══ TEXT SECTION
On the stand, Alva confessed that "I have always had absolute power over my daughter” and she admitted she “forced” Consuelo into the union, begging the judge to grant the divorce for a marriage that had so obviously happened under duress. It worked: In 1921, Consuelo became a free woman—and she wasted no time enjoying that freedom.
Mere weeks after her divorce came through, Consuelo had a huge deja-vu. On July 4, 1921, before the ink on her divorce papers was dry, she married again. Her second husband was the dashing French pilot and man about town Jacques Balsan, who was her lover in the days leading up to her official divorce. In fact, she and Balsan went way back.
Heartwarmingly enough, Balsam had been in love with Consuelo since her debutante days; he’d fallen in love with her when he first saw her just before her 18th birthday. The less heartwarming part? A decade older than Consuelo, Balsam had been nearing his 30s at the time he first ogled the teenager.
Even so, it’s hard to argue with the results; the next period of Consuelo’s life was everything she deserved and more.
Later in her life, Consuelo wrote (with the help of a ghostwriter) her autobiography The Glitter and the Gold, where her life with the Duke of Marlborough was “the glitter,” with all its hollow opulence, and her time with Balsan was the true “gold”. They were blissfully happy together, with Balsan doting on his wife. As for Consuelo’s ex-husband, well…he wasn’t so lucky.
While Consuelo had been no saint throughout the course of her marriage, the Duke of Marlborough certainly hadn’t treated her properly, either. Eventually, karma came for him. He too married his mistress, Gladys Deacon, just weeks after the divorce. But unlike Consuelo, his second marriage was far from blissful. It was a total nightmare.
Consuelo’s rival Gladys Deacon was incredibly captivating, but she was also incredibly narcissistic. Shortly after becoming the official lady of the house at Consuelo’s old home of Blenheim, Gladys painted a huge mural of her own sparkling green eyes on the front hall ceiling. And really, this was just a tiny sign of the deranged acts to come.
By the time Consuelo and her second husband Jacques Balsan were happily entering middle age, the duke and Gladys were doing nothing but tormenting each other. Gladys not only bred “Blenheim Spaniels”—a hobby her husband detested—just to spite the duke, she also reportedly kept a gun in her bedroom to prevent him from ever entering (this kind of thing seemed to happen to Marlborough a lot).
════
EXERCISE GOAL — Carry on the account of Consuelo's divorce and second marriage from its final sentence.
══ RECORDS PROVIDED
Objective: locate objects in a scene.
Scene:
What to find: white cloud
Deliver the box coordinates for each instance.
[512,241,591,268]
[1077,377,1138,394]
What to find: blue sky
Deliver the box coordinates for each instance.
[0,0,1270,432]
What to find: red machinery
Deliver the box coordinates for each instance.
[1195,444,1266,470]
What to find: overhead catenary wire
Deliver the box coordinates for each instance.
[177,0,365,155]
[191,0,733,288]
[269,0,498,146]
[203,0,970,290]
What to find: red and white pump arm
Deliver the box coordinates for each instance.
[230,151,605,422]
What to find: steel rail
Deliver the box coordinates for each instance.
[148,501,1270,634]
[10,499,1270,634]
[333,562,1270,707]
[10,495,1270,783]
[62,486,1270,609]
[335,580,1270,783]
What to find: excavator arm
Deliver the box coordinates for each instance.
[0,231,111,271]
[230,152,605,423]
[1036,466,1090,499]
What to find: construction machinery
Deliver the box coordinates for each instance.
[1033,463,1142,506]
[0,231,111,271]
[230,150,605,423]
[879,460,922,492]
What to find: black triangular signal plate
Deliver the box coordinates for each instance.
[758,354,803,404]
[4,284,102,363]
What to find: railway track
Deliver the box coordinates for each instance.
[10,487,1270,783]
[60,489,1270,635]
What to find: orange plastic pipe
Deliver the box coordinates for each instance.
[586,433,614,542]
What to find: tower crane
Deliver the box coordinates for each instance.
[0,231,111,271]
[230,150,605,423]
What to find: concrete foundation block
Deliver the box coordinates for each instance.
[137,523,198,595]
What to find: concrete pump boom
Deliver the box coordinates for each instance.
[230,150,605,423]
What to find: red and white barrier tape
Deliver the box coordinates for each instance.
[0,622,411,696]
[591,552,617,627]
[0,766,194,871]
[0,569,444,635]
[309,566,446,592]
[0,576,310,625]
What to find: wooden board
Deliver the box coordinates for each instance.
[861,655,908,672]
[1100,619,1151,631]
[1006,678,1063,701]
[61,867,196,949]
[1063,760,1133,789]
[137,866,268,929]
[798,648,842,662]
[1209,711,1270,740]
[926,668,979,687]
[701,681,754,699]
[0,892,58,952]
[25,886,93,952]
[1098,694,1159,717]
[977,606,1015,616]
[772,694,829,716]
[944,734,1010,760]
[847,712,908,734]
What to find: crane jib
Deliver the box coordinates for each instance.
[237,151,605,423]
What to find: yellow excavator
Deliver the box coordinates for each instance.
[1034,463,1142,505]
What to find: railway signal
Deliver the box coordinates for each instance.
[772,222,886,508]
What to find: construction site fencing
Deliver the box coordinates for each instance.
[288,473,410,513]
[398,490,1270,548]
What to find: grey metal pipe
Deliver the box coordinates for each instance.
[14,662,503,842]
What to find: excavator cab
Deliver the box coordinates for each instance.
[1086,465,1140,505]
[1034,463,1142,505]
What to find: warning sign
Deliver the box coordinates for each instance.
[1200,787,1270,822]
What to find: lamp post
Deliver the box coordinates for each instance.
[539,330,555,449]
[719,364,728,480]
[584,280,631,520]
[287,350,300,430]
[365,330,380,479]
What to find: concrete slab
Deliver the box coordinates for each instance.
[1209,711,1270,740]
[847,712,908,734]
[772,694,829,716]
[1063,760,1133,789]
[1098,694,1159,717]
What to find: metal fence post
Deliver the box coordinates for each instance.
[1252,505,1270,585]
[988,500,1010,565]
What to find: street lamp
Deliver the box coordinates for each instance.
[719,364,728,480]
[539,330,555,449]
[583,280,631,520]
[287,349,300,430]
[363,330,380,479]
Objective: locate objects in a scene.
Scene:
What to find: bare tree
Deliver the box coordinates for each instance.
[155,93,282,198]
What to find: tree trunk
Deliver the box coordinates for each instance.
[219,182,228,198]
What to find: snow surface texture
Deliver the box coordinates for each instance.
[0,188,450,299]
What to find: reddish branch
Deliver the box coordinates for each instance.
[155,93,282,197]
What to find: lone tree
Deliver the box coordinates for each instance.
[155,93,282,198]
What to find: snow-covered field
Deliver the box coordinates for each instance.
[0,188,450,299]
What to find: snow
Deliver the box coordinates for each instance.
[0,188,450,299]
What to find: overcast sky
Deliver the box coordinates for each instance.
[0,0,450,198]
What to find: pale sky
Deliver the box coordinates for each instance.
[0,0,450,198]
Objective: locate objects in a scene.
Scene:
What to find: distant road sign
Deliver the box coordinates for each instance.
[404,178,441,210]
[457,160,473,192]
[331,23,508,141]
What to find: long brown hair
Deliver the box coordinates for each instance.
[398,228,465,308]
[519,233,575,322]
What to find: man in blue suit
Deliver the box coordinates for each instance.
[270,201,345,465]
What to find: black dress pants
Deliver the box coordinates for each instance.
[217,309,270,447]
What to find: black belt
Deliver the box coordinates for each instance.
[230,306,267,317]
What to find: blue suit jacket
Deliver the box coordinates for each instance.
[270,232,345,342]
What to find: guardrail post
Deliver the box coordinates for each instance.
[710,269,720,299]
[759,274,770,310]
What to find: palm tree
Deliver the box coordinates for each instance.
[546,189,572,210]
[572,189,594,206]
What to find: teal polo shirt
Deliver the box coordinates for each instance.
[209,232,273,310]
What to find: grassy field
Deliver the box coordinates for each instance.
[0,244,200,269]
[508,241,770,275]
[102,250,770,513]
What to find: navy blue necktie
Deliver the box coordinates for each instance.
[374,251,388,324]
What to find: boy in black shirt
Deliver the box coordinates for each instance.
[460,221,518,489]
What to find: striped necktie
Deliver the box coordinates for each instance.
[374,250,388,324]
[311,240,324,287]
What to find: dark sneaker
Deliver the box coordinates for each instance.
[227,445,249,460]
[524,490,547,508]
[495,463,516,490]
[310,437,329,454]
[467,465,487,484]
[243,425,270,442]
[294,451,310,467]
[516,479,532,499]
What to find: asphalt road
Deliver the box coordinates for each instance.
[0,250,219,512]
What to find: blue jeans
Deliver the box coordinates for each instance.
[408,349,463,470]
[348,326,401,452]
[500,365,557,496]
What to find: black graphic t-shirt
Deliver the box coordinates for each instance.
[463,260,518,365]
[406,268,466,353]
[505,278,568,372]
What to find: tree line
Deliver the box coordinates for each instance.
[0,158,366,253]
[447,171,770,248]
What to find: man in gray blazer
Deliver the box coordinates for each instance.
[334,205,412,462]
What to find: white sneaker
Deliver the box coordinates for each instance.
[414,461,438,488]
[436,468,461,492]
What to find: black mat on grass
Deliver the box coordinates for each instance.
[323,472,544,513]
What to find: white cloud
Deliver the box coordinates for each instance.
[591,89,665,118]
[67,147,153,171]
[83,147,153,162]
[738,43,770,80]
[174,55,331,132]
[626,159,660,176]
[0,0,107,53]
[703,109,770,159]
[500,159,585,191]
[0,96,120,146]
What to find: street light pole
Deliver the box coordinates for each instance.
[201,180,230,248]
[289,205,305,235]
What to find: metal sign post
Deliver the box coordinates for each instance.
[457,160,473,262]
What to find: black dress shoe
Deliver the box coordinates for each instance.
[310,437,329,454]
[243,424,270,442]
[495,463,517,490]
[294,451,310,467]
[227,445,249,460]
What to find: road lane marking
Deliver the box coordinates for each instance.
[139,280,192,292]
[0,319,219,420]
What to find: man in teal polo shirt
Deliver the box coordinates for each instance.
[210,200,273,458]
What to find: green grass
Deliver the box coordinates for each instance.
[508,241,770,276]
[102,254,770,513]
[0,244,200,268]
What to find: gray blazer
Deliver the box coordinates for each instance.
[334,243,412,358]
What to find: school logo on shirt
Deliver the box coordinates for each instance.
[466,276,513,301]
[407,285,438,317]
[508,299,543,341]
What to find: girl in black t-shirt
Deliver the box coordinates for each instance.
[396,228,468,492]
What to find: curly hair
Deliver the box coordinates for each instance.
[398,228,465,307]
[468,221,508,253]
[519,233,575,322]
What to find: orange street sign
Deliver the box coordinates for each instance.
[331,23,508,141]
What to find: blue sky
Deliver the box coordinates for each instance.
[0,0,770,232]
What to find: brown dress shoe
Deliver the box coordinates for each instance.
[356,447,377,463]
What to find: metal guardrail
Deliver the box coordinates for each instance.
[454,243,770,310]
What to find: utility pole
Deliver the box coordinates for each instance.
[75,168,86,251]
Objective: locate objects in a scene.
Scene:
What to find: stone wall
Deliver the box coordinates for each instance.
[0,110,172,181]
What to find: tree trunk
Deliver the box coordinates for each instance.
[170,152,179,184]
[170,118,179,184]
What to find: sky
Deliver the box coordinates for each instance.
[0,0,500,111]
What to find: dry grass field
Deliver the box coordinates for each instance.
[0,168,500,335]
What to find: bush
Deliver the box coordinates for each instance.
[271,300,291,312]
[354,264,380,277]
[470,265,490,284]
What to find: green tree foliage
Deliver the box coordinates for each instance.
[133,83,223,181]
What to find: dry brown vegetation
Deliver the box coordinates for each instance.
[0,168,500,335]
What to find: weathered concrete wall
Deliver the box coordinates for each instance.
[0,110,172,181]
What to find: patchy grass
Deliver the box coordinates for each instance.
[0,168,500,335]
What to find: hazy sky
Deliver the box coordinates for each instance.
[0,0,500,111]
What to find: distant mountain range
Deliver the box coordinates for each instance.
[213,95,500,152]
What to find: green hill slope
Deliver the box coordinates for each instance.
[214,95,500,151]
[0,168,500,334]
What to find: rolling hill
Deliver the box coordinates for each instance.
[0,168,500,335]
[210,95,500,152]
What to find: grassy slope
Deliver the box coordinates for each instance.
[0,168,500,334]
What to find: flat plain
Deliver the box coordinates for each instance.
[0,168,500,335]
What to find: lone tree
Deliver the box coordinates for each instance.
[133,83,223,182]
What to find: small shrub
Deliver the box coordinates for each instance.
════
EXERCISE RESPONSE —
Eventually, the duke evicted Gladys from the premises and passed in 1934, utterly estranged from his second wife.
Consuelo’s relationship with the Duke of Marlborough didn’t last, but her friendship with his cousin Winston Churchill surprisingly managed to pass the test of time. Churchill frequently visited Consuelo in her chateau near Paris into the 1930s. But for all her mid-life happiness, the next decades brought final tragedies to Consuelo’s story.
In 1956, Consuelo got devastating news. Her youngest son, Lord Ivor Spencer-Churchill, developed a brain tumor, and his health quickly went downhill. Doctors weren’t able to operate on it, so Consuelo had to watch as her baby deteriorated and then passed that September at just 57 years old. And the hands of fate had even more cruelties to dish out.
1956 was a horrific year for Consuelo. Not only did her son pass that fall, but in November of that year, her beloved husband Jacques Balsan—now frail and 88 years old—also passed. In the span of two months, Consuelo had lost two of the people she loved the most, and she was well and truly alone for the first time in her life.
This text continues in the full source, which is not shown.